--- Begin Document passage ---

To assess performance of the tracking algorithm under interference and dynamic effects, we designed two categories of simulation scenarios. The first category is designed to test interference effects where a static receiver with gradually increasing interference level has been used. Both the interference and high dynamic effects are examined in the second category, in which scenarios of a missile that maneuvers near an interference source are designed. Four different tracking schemes are used for GPS signal tracking. They include the usage of a standard PLL with narrow and wide bandwidths (4 Hz and 14 Hz, respectively), FLL-assisted-PLL using narrow bandwidths (3/4 Hz), and finally the new FFPLL. The performance of each algorithm is evaluated by assessing the continuity of tracking during high dynamics, that is, the ability of the receiver to maintain lock, and the noise standard deviation of the estimated Doppler.
Interference Effect on Accuracy
The first test category involves studying the interference effect on GPS signal tracking capability and accuracy, using a custom scenario of a static GPS receiver with gradually increasing interference level. A continuous wave (CW) interference signal centered at the L1 frequency is combined with the generated GPS L1 signal and collected by the front end for post processing. Figure 9 shows the increasing interference effect on the signal quality particularly the signal C/N0. In this scenario, the jamming to signal (J/S) interference power is gradually increased every 10 seconds in steps of 10 dB each starting from 0 dB higher than the GPS L1 power.
Figure 9. PRN 23 C/N0 level changes due to increasing interference power.

--- End Document passage ---
--- Begin Extracted material ---

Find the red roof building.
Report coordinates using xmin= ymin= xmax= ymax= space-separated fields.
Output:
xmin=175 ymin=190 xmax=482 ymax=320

--- End Extracted material ---
--- Begin Extracted material ---

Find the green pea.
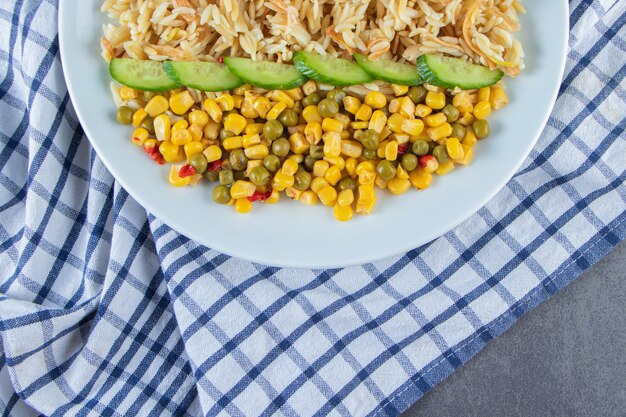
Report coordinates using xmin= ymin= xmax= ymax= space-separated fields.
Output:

--- End Extracted material ---

In the passage on GPS signal tracking under interference, what narrow and wide bandwidths are used for the standard PLL? The rows play no part in this exercise.

4 Hz and 14 Hz.